### The records

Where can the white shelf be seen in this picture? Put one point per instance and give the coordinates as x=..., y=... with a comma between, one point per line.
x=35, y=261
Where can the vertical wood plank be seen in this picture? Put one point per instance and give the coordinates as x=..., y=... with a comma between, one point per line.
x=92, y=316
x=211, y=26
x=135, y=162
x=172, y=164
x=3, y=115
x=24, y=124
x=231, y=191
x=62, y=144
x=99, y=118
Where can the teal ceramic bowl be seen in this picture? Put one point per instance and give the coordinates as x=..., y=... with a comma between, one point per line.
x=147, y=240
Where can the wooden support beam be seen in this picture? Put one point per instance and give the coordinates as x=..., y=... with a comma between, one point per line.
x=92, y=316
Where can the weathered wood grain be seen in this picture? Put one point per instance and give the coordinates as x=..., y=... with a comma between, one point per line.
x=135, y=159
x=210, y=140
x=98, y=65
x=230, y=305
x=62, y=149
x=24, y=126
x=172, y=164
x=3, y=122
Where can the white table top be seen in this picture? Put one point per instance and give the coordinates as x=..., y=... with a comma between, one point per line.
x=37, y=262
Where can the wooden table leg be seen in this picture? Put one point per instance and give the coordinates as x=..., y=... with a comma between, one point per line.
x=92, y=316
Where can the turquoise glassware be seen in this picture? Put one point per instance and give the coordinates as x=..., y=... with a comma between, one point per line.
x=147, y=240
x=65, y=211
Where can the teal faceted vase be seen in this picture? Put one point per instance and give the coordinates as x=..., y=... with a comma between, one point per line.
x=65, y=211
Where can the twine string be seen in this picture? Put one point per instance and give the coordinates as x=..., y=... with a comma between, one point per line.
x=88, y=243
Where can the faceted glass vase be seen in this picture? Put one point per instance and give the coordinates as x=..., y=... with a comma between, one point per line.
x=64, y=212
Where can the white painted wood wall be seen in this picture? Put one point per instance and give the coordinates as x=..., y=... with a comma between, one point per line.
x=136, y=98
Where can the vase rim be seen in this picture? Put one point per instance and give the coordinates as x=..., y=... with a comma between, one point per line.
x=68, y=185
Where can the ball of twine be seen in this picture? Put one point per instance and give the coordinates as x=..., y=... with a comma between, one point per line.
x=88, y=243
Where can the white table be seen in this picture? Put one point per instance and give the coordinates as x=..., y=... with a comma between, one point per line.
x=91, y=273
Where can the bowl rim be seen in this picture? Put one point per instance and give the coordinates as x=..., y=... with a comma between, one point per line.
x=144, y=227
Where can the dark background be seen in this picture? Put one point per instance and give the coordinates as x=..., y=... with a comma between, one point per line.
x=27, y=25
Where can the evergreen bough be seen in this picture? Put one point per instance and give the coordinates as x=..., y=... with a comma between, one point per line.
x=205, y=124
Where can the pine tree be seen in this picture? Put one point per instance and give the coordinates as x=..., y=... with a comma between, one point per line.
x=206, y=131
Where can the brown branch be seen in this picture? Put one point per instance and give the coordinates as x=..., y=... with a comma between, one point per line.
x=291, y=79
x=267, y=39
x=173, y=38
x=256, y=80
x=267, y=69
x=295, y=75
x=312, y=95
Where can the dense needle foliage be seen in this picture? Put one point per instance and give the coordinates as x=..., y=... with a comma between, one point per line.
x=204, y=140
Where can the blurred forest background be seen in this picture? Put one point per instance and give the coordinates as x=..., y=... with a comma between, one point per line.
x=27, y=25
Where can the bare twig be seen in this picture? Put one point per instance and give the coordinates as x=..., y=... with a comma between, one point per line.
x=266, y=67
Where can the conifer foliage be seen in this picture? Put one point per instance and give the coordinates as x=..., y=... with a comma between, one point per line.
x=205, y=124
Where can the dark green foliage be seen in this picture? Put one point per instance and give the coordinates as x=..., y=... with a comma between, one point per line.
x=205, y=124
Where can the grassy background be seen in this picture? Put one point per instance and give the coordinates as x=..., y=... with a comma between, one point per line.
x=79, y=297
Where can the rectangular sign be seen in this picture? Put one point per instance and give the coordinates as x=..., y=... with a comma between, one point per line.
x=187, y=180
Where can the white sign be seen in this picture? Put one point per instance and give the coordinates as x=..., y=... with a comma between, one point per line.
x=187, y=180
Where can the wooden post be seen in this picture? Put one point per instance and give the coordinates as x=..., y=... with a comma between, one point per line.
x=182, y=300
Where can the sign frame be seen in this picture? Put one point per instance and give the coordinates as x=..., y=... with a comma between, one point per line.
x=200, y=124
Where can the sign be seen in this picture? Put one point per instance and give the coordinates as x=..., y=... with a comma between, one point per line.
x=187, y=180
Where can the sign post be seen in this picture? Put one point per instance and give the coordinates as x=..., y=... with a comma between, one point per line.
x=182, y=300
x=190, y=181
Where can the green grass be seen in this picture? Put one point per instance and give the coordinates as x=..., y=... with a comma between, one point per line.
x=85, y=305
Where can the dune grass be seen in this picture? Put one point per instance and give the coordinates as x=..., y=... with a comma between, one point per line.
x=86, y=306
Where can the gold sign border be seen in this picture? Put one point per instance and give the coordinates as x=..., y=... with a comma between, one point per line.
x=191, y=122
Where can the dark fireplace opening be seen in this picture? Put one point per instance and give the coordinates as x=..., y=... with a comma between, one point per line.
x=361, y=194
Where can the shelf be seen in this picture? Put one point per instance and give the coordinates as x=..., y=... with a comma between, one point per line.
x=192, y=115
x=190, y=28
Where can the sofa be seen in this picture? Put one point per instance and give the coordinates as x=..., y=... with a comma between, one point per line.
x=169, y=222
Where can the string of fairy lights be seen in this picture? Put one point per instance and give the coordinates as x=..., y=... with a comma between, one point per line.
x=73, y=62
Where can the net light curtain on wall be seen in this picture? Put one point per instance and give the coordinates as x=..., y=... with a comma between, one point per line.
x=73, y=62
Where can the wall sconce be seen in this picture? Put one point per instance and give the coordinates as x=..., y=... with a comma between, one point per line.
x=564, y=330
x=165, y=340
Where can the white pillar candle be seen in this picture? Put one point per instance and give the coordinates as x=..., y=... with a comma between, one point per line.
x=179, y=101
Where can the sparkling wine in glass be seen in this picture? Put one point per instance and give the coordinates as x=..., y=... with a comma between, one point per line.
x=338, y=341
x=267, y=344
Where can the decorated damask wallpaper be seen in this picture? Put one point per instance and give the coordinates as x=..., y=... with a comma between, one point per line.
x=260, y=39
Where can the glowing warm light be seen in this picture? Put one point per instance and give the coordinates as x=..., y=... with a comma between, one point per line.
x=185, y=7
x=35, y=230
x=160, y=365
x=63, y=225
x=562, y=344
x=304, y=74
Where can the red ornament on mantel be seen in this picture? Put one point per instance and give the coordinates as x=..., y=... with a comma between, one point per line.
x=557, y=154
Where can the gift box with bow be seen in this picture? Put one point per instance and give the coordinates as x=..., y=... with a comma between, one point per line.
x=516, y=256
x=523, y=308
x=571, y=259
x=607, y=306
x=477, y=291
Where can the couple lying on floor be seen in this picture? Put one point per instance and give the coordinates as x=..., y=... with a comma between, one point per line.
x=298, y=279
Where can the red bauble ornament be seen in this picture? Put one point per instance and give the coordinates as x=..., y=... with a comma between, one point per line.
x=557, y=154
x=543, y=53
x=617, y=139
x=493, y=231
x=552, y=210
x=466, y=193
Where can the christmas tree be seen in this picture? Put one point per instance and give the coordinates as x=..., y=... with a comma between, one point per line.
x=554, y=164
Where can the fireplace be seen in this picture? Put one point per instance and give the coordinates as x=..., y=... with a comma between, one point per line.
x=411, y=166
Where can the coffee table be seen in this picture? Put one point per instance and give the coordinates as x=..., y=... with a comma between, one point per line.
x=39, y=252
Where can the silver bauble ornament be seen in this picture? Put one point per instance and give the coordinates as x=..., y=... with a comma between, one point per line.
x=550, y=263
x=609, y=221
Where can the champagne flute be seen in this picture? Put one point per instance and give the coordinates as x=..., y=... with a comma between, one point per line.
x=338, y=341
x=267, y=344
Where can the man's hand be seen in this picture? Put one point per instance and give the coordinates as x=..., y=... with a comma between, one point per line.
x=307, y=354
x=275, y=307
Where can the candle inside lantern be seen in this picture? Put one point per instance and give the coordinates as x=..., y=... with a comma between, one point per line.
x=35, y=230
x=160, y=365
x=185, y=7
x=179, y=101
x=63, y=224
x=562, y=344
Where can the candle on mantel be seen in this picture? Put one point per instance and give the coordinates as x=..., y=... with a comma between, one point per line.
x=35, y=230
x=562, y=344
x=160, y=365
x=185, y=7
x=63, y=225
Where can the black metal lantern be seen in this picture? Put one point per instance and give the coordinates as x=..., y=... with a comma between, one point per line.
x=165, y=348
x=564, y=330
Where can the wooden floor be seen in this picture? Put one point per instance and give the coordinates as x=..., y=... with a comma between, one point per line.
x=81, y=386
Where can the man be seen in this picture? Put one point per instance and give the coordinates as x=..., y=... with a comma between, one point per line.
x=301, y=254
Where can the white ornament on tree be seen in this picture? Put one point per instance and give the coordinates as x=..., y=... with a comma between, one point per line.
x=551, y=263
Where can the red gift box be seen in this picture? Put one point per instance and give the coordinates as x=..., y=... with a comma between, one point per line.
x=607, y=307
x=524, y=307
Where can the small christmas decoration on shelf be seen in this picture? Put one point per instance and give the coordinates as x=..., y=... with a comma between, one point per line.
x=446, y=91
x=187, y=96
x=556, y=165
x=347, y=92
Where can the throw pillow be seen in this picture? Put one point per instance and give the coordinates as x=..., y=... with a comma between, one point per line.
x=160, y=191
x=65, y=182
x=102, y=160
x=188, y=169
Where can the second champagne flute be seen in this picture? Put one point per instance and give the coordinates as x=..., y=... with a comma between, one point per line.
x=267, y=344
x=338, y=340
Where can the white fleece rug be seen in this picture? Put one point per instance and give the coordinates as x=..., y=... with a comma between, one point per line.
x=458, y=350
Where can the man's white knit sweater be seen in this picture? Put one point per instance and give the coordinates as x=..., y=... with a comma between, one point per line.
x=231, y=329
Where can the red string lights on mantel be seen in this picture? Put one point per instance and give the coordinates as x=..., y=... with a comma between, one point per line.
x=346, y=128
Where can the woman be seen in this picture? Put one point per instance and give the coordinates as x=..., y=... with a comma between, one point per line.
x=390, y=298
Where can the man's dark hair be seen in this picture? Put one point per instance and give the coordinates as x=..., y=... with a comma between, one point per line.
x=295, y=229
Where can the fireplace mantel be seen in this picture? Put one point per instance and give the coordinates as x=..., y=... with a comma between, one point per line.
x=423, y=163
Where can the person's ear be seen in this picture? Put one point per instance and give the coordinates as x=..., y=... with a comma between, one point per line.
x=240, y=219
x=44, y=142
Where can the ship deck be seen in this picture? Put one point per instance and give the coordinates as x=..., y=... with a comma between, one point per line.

### What to work on
Starting at the first of the items and ending at the line that contains "x=35, y=261", write the lines out again with "white shelf" changed to "white cabinet" and everything else left as it is.

### Expected answer
Where can the white cabinet be seen in this picture? Put one point per instance and give the coordinates as x=..., y=... with a comma between, one point per line.
x=35, y=261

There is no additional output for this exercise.